(Entries from a point annotation set)
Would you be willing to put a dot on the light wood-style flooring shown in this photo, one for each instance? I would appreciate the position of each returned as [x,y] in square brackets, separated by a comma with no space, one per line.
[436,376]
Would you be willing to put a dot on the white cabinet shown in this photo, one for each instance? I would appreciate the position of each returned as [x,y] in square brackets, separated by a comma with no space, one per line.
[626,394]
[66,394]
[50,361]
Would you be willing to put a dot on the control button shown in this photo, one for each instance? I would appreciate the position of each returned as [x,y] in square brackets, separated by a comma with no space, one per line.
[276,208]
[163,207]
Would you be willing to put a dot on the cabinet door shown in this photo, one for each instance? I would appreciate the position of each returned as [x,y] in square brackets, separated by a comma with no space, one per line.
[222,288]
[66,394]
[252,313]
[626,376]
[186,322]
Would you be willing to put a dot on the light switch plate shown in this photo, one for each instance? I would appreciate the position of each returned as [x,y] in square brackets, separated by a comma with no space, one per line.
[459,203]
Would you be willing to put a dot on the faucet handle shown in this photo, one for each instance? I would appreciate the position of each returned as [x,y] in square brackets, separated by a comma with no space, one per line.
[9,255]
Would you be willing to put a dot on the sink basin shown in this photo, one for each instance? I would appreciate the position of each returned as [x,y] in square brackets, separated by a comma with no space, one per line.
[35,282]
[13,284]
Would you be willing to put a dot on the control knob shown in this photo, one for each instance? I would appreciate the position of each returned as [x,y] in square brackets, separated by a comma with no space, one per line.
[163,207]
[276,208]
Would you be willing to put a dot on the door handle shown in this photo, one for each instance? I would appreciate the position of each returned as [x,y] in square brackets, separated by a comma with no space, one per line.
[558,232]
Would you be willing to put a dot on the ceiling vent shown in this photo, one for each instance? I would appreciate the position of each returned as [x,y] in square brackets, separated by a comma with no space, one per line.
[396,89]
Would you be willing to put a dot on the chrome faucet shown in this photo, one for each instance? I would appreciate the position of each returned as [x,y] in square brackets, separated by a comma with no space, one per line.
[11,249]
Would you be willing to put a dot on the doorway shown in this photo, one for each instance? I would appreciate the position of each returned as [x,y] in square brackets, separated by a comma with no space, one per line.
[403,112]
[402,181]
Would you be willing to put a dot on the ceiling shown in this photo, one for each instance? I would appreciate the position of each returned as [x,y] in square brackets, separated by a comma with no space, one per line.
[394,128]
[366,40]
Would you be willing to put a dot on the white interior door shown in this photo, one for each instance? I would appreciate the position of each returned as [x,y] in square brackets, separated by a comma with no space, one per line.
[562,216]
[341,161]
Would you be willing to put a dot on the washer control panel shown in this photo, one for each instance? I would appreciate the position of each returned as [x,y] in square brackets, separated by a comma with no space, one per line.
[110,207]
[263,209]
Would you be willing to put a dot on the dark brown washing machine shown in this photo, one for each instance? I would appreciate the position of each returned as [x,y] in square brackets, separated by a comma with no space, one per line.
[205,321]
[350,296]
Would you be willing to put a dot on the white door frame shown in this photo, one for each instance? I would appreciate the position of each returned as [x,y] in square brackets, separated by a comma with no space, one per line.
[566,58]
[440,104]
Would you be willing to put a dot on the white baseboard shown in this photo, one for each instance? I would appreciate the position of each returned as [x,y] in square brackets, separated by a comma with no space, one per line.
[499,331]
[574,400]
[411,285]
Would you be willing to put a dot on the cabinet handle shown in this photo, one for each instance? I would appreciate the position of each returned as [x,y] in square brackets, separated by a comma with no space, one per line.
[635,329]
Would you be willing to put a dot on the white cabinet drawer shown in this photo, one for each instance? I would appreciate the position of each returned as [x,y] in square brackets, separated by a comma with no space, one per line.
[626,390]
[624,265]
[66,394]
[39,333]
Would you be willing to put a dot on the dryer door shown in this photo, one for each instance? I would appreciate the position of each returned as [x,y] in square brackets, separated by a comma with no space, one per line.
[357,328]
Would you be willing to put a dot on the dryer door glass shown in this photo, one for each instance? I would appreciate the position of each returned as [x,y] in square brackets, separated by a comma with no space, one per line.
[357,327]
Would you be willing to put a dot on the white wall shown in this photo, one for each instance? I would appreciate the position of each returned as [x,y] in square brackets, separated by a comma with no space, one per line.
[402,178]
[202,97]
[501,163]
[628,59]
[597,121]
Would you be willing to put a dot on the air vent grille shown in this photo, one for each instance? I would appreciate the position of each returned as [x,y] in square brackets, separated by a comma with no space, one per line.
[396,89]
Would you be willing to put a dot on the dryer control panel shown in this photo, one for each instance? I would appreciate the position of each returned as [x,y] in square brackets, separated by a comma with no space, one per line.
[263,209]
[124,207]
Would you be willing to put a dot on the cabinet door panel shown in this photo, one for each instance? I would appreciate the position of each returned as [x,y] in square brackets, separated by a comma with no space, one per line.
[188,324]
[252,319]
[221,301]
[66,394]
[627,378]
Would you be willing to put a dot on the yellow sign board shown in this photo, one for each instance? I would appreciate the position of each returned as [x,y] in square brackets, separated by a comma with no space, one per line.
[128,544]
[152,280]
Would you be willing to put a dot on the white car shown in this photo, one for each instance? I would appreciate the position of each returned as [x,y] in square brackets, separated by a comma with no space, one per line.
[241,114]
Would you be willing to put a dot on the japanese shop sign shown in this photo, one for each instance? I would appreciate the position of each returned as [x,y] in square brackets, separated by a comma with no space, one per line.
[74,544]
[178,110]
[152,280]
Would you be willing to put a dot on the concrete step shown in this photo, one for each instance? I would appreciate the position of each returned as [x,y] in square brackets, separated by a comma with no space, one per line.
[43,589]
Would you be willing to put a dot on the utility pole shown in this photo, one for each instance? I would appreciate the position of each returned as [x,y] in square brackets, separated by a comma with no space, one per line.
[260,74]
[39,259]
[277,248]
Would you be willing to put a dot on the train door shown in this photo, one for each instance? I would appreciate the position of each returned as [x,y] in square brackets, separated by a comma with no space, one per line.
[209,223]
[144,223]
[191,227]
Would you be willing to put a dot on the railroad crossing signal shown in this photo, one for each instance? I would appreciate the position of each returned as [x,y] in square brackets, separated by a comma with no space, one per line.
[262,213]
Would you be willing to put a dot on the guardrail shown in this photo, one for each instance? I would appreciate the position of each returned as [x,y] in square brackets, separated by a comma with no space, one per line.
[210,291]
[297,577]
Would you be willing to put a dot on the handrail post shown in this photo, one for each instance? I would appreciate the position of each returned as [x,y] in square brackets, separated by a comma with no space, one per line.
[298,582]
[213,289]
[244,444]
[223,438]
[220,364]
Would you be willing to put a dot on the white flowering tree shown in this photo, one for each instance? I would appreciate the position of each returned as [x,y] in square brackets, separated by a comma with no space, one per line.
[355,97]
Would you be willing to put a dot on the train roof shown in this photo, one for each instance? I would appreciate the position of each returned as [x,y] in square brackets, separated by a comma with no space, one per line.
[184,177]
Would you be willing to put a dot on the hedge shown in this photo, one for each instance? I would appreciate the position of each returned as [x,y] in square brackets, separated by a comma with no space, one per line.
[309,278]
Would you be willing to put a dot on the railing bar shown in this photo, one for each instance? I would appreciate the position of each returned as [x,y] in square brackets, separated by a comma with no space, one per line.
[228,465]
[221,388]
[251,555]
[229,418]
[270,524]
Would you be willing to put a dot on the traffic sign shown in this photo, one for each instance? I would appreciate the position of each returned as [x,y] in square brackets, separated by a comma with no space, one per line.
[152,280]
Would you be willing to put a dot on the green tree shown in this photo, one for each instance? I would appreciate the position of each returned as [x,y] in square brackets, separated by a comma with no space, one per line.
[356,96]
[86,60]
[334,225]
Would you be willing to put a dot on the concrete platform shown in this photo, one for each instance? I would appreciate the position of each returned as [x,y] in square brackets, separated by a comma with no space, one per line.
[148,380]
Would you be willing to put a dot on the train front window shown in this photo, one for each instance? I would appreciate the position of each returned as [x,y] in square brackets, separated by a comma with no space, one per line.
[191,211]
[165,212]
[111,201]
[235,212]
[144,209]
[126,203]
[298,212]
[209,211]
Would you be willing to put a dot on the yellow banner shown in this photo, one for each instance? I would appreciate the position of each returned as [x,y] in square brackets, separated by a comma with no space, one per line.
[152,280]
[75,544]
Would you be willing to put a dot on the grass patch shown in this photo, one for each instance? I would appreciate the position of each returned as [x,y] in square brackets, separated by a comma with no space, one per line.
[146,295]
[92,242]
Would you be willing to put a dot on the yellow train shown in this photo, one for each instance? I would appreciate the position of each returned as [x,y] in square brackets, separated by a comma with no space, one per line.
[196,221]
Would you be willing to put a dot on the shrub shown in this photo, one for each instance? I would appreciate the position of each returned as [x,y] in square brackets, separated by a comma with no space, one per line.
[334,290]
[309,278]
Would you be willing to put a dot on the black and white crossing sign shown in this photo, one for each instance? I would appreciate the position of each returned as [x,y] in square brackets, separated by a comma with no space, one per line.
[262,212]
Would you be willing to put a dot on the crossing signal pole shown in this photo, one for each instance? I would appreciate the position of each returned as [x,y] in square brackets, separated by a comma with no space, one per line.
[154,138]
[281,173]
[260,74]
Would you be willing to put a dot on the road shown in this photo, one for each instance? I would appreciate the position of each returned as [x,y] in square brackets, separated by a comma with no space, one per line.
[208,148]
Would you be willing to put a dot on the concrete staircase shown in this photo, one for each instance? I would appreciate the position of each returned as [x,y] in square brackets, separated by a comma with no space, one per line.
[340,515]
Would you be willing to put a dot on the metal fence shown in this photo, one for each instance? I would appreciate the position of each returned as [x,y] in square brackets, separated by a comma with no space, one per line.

Problem statement — Output only the lines from the one holding "the concrete staircase" through the last line above, exactly as they appear.

Full response —
Would you be willing to put a dot on the concrete staircase shown in this photo, one for each instance? I would appreciate the position of each returned as [x,y] in square brackets, separated by a comma with no space, one per line.
[340,515]
Would you be willing to put a dot on the metal fence shown in this photo, one for each instance? I would appreciate the position of each returned as [x,y] in square brackets, separated by a comma with no space, one per line.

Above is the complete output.